ABOUT THIS TASK | Transcribe every record below word for word.

DATASET |
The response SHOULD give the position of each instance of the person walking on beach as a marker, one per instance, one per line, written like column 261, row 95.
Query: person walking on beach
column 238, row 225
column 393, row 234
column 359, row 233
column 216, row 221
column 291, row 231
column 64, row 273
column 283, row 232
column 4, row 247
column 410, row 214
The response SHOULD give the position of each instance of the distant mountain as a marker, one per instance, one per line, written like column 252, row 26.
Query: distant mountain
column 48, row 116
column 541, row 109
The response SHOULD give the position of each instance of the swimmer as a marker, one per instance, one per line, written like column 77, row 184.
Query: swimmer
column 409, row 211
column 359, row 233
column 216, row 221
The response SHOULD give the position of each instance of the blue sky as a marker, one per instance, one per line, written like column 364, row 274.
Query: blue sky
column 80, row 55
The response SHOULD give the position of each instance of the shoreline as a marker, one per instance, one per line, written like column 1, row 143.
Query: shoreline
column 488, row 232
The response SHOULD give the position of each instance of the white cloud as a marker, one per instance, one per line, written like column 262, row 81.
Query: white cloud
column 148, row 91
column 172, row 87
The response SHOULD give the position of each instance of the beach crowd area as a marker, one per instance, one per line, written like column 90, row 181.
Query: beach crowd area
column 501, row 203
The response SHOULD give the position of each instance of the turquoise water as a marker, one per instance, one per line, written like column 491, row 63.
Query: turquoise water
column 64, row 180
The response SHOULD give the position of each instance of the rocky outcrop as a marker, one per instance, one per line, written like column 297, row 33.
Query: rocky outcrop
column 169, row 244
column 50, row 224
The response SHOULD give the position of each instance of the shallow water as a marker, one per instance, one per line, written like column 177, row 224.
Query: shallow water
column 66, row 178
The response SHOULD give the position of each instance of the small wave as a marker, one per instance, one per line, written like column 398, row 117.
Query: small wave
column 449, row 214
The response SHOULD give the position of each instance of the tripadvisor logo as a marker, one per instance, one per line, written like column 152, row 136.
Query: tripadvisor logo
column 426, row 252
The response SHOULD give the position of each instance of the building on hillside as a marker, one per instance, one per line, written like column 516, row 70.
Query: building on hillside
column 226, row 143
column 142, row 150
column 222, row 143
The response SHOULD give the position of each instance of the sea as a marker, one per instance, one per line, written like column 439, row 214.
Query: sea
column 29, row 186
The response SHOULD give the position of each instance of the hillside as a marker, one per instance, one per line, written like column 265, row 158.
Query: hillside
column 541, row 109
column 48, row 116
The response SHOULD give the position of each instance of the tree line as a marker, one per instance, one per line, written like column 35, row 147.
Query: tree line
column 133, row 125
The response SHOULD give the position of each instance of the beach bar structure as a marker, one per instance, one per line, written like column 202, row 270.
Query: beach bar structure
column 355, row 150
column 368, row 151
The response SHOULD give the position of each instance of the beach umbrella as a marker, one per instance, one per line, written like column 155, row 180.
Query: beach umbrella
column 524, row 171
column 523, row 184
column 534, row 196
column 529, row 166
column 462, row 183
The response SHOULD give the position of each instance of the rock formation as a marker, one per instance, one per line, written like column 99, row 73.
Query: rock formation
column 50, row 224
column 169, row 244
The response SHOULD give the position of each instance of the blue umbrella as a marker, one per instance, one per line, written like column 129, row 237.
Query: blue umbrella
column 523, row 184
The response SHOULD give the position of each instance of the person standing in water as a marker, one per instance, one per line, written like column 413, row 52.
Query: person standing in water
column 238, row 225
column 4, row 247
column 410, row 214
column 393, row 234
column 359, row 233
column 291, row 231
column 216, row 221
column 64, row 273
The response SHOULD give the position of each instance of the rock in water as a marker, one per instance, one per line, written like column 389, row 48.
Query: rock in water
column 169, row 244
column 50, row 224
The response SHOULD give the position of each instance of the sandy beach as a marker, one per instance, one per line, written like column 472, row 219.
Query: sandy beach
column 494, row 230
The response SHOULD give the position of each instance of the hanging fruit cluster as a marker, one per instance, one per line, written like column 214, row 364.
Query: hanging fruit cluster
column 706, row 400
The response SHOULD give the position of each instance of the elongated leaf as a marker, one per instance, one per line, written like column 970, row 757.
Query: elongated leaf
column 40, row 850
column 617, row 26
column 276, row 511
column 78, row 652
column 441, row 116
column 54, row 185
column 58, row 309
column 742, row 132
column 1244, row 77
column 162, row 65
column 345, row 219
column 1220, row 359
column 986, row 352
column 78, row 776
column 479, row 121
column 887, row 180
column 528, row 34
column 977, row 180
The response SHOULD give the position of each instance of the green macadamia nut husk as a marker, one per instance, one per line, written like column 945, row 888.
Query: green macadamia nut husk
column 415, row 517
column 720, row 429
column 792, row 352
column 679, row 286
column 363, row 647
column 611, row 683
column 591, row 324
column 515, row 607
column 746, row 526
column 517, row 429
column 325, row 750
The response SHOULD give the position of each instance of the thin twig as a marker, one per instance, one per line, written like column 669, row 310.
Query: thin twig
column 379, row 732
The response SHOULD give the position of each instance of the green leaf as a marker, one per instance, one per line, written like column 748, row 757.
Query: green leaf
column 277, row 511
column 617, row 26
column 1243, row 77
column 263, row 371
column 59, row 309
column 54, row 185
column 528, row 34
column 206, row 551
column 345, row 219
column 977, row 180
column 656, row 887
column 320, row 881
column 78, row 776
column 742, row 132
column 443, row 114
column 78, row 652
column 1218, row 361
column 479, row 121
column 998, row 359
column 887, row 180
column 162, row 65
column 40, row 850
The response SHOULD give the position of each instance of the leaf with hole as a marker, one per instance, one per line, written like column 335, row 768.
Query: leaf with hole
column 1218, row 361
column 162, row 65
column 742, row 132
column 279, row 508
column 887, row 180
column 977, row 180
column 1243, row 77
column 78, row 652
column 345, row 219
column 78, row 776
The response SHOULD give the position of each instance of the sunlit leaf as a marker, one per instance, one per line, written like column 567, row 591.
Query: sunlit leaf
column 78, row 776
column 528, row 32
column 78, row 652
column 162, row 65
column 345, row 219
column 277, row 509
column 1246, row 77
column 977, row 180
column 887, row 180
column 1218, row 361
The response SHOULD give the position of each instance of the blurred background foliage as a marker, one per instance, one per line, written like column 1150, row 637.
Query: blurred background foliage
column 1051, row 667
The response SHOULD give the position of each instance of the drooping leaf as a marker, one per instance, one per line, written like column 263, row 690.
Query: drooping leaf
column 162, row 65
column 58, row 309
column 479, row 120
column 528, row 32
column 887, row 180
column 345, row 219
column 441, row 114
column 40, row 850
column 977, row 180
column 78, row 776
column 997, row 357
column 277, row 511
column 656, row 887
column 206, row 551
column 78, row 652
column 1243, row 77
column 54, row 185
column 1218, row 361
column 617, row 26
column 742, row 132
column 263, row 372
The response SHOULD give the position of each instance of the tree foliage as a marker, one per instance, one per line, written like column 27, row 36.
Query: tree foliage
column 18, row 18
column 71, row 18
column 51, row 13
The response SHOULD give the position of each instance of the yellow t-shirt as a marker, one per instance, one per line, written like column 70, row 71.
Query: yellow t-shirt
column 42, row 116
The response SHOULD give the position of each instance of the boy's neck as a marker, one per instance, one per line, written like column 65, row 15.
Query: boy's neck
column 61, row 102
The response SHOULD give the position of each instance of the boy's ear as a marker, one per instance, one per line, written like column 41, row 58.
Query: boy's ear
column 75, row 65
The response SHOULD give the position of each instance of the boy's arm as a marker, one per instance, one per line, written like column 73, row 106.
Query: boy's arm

TASK RESULT |
The response SHOULD give the position of each instance of the person walking on beach as a marker, one per instance, one per line, written like column 261, row 95.
Query: person walking on beach
column 238, row 225
column 393, row 234
column 359, row 233
column 216, row 221
column 291, row 231
column 64, row 273
column 283, row 232
column 4, row 247
column 410, row 214
The response SHOULD give the position of each instance of the distant mountain as a marker, one per instance, one per line, written like column 252, row 26.
Query: distant mountain
column 48, row 116
column 541, row 109
The response SHOULD give the position of each instance of the swimmer as a marker, one per instance, one per line, written like column 77, row 184.
Query: swimmer
column 409, row 211
column 359, row 233
column 216, row 221
The response SHOULD give the position of each instance of the blue sky as a marker, one per instance, one per line, written like column 364, row 274.
Query: blue sky
column 80, row 55
The response SHOULD give the position of each instance of the shoreline as a marker, one per instance, one per line, written like column 1, row 143.
Query: shoreline
column 488, row 232
The response SHOULD give the position of each instance of the white cloud as a marker, one per instance, one per line, written like column 262, row 81.
Query: white cloud
column 148, row 91
column 172, row 87
The response SHOULD give the position of each instance of the beach crowd area as a marker, one per instance, one per line, written like column 90, row 181.
Query: beach crowd area
column 501, row 203
The response SHOULD give the position of each instance of the turquoise water as a marker, one per instance, one per line, written like column 491, row 63.
Query: turquoise water
column 64, row 180
The response SHOULD give the position of each instance of the rocky outcrop as a marker, one per instance, one per line, written like column 297, row 33.
Query: rocky outcrop
column 169, row 244
column 50, row 224
The response SHOULD give the position of each instance of the shallow water as a marker, one per instance, one per line, written like column 177, row 224.
Query: shallow water
column 66, row 178
The response SHOULD give the position of each instance of the small wave as a marker, one per instance, one per line, written like column 398, row 117.
Query: small wave
column 449, row 214
The response SHOULD give the position of each instance of the tripadvisor logo as a marker, one per instance, one per line, written like column 152, row 136.
Query: tripadvisor logo
column 426, row 252
The response SHOULD give the position of each instance of the building on hillside as a marker, one per instance, one per line, written like column 516, row 70.
Query: building on hillside
column 226, row 143
column 142, row 150
column 222, row 143
The response SHOULD give the position of each instance of the sea as a marker, one per instance, one per line, written like column 439, row 214.
Query: sea
column 29, row 186
The response SHOULD give the position of each instance of the hillside as a marker, one per instance, one per line, written like column 265, row 158.
Query: hillside
column 541, row 109
column 48, row 116
The response SHOULD give the position of each instance of the tree line as a marker, one per instance, one per line, written like column 35, row 147.
Query: tree line
column 133, row 125
The response SHOULD give the position of each instance of the beach bar structure as a marker, one per instance, one per line, written like column 202, row 270.
Query: beach bar structure
column 355, row 150
column 368, row 151
The response SHOULD give the position of each instance of the beach umbrella as a marker, one per instance, one per line, written like column 155, row 180.
Query: beach umbrella
column 524, row 171
column 523, row 184
column 534, row 196
column 529, row 166
column 462, row 183
The response SHOULD give the position of each instance of the rock formation as a marker, one per instance, one per line, written like column 99, row 73.
Query: rock formation
column 50, row 224
column 169, row 244
The response SHOULD give the position of each instance of the blue umbrella as a marker, one per instance, one per line, written like column 129, row 237.
Query: blue umbrella
column 523, row 184
The response SHOULD give the position of each instance of the person standing in water as a marker, one per instance, one per line, written like column 413, row 52.
Query: person standing in water
column 238, row 225
column 4, row 247
column 410, row 214
column 393, row 234
column 359, row 233
column 291, row 231
column 216, row 221
column 64, row 273
The response SHOULD give the position of each instance of the rock in water as a marker, one per instance, one per line, written like column 389, row 48.
Query: rock in water
column 169, row 244
column 50, row 224
The response SHOULD give the position of each instance of the sandy beach as a marker, one per instance, one per line, written like column 472, row 219.
Query: sandy beach
column 494, row 230
The response SHOULD give the position of each instance of the hanging fruit cluster as a marker, one per instance, one per line, written like column 214, row 364.
Query: hanging fruit cluster
column 706, row 400
The response SHOULD give the position of each instance of the elongated leaf as a marker, one per instance, one per line, written like column 970, row 757.
Query: elongated leaf
column 40, row 850
column 617, row 26
column 276, row 511
column 78, row 652
column 441, row 116
column 54, row 185
column 58, row 309
column 742, row 132
column 1244, row 77
column 162, row 65
column 345, row 219
column 1220, row 359
column 986, row 352
column 78, row 776
column 479, row 121
column 887, row 180
column 528, row 34
column 977, row 180
The response SHOULD give the position of each instance of the green macadamia nut husk as a marker, one per instance, one per line, written like column 945, row 888.
Query: green macadamia nut husk
column 415, row 517
column 720, row 429
column 792, row 352
column 679, row 286
column 363, row 647
column 611, row 683
column 591, row 324
column 515, row 607
column 746, row 526
column 517, row 429
column 325, row 750
The response SHOULD give the position of each instance of the thin twig as a marker, one per instance, one per line, written like column 669, row 310.
Query: thin twig
column 379, row 732
The response SHOULD give the position of each instance of the green leaf as a marker, one per instance, one per line, written like column 748, row 757.
Query: green leaf
column 277, row 511
column 617, row 26
column 1243, row 77
column 263, row 371
column 59, row 309
column 54, row 185
column 528, row 34
column 206, row 551
column 345, row 219
column 977, row 180
column 656, row 887
column 320, row 881
column 78, row 776
column 742, row 132
column 443, row 114
column 78, row 652
column 1218, row 361
column 479, row 121
column 998, row 359
column 887, row 180
column 162, row 65
column 40, row 850
The response SHOULD give the position of each instance of the leaf with hole as a marker, one per instance, one per line, written like column 335, row 768.
Query: leaf with hole
column 1218, row 361
column 162, row 65
column 742, row 132
column 279, row 508
column 887, row 180
column 977, row 180
column 1243, row 77
column 78, row 652
column 345, row 219
column 78, row 776
The response SHOULD give the position of each instance of the sunlit leaf as a marker, one per instance, one per line, written like column 567, row 591.
Query: sunlit leaf
column 78, row 776
column 528, row 32
column 78, row 652
column 162, row 65
column 345, row 219
column 277, row 509
column 1246, row 77
column 977, row 180
column 887, row 180
column 1218, row 361
The response SHOULD give the position of each instance of the blurred background foliage as a marker, one per instance, one per line, written like column 1150, row 637.
Query: blurred background foliage
column 1051, row 667
The response SHOULD give the position of each instance of the drooping leaf as a marker, one per instance, one per line, written like column 263, row 690.
Query: drooping leaf
column 162, row 65
column 58, row 309
column 479, row 120
column 528, row 32
column 887, row 180
column 345, row 219
column 441, row 114
column 40, row 850
column 977, row 180
column 78, row 776
column 997, row 357
column 277, row 511
column 656, row 887
column 206, row 551
column 78, row 652
column 1243, row 77
column 54, row 185
column 1218, row 361
column 617, row 26
column 742, row 132
column 263, row 372
The response SHOULD give the position of each instance of the tree foliage as a marker, one per instance, one per line, written like column 27, row 36.
Query: tree foliage
column 18, row 18
column 71, row 18
column 51, row 13
The response SHOULD give the position of each instance of the yellow t-shirt as a marker, one per instance, one per line, written like column 70, row 71.
Query: yellow t-shirt
column 42, row 116
The response SHOULD give the position of each instance of the boy's neck as a marker, one per instance, one per line, written like column 65, row 15.
Query: boy's neck
column 61, row 102
The response SHOULD give the position of each instance of the boy's ear as a marker, one per instance, one per line, written like column 41, row 58.
Query: boy's ear
column 75, row 65
The response SHOULD give the position of each instance of the boy's arm as a marker, one per instance, one per line, written like column 73, row 106.
Query: boy's arm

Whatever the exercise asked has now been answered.